* SUPPLIED PASSAGE
* * *
The concept of the electronic cigarettes (EC) is quite old. It is developed in 1963 by Herbert Gilbert with a license under the name of smokeless non-tobacco cigarette. The device was first commercialized in China under the auspices of the Golden Dragon holdings. The technology of vaporization through a heating resistance was developed in 2009, and commercialized as an (ENDS) electronic nicotine delivery system [1]. EC also known as e-cigarettes, have become a popular alternative to cigarettes. The appearance of vaporized nicotine products widely referred to as electronic cigarettes or e-cigarettes (EC) has provided consumers with an alternative means of nicotine intake [2]. Information in this book has been taken from representatives of the Ministry of Health’s or other regulatory body’s verifications in the respective countries. There are 83 countries that have national/federal laws regulating e-cigarettes including laws related to the sale, age, advertisement, promotion, sponsorship, packaging with concern to health warning labeling and trademark, product regulation corresponding to nicotine concentration, safety, ingredients and flavors reporting taxation, use types and its toxicological evidences of e-cigarettes. Nicotine is not a carcinogenic agent, but it is a powerfully addictive substance.

The modern e-cigarette was invented in 2003 by Chinese pharmacist Hon Lik and as of 2018 most e-cigarettes are made in China [3]. Since they were first sold in 2004 their global use has risen exponentially [4]. In the United States and the United Kingdom their use is widespread. Reasons for using e-cigarettes involve trying to quit smoking, reduce risk, or save money, though some use them recreationally [5]. There are around 500 brands of e-cigarettes, with global sales in excess of US $ 7 billion [6].


2. What is e-cigarette?
* * *
* ENTRIES SUPPLIED
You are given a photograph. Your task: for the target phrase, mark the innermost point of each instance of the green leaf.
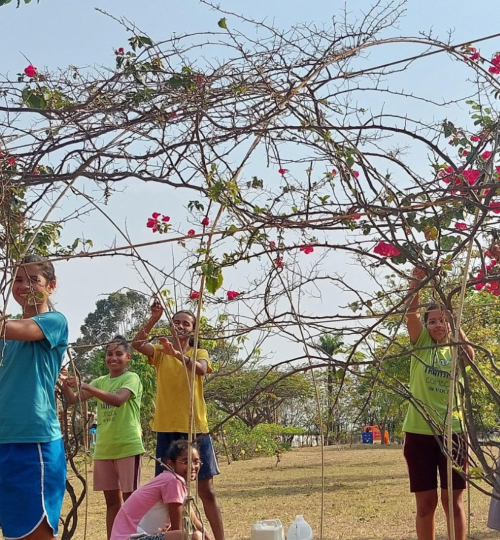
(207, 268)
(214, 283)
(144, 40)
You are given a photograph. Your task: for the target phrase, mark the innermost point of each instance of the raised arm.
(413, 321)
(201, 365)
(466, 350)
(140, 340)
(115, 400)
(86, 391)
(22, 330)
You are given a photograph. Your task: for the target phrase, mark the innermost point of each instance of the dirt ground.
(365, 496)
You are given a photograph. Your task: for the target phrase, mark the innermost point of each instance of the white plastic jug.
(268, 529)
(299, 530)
* * *
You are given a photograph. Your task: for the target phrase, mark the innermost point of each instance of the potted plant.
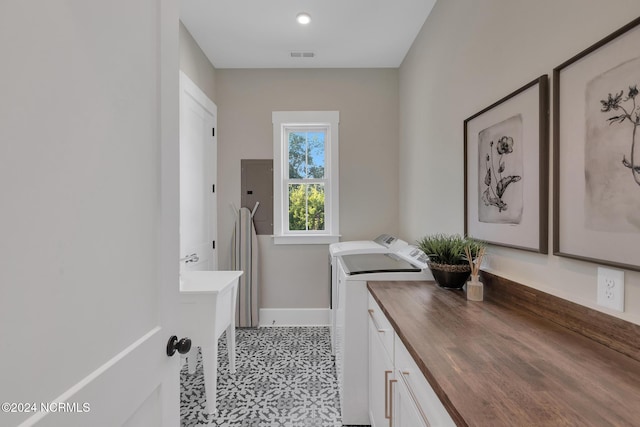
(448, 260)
* * *
* WHAT THE EXERCISE ASKS
Reproduce the passage on electronic cigarettes in full, word for word.

* SOLUTION FOR THIS PROBLEM
The concept of the electronic cigarettes (EC) is quite old. It is developed in 1963 by Herbert Gilbert with a license under the name of smokeless non-tobacco cigarette. The device was first commercialized in China under the auspices of the Golden Dragon holdings. The technology of vaporization through a heating resistance was developed in 2009, and commercialized as an (ENDS) electronic nicotine delivery system [1]. EC also known as e-cigarettes, have become a popular alternative to cigarettes. The appearance of vaporized nicotine products widely referred to as electronic cigarettes or e-cigarettes (EC) has provided consumers with an alternative means of nicotine intake [2]. Information in this book has been taken from representatives of the Ministry of Health’s or other regulatory body’s verifications in the respective countries. There are 83 countries that have national/federal laws regulating e-cigarettes including laws related to the sale, age, advertisement, promotion, sponsorship, packaging with concern to health warning labeling and trademark, product regulation corresponding to nicotine concentration, safety, ingredients and flavors reporting taxation, use types and its toxicological evidences of e-cigarettes. Nicotine is not a carcinogenic agent, but it is a powerfully addictive substance.

The modern e-cigarette was invented in 2003 by Chinese pharmacist Hon Lik and as of 2018 most e-cigarettes are made in China [3]. Since they were first sold in 2004 their global use has risen exponentially [4]. In the United States and the United Kingdom their use is widespread. Reasons for using e-cigarettes involve trying to quit smoking, reduce risk, or save money, though some use them recreationally [5]. There are around 500 brands of e-cigarettes, with global sales in excess of US $ 7 billion [6].


2. What is e-cigarette?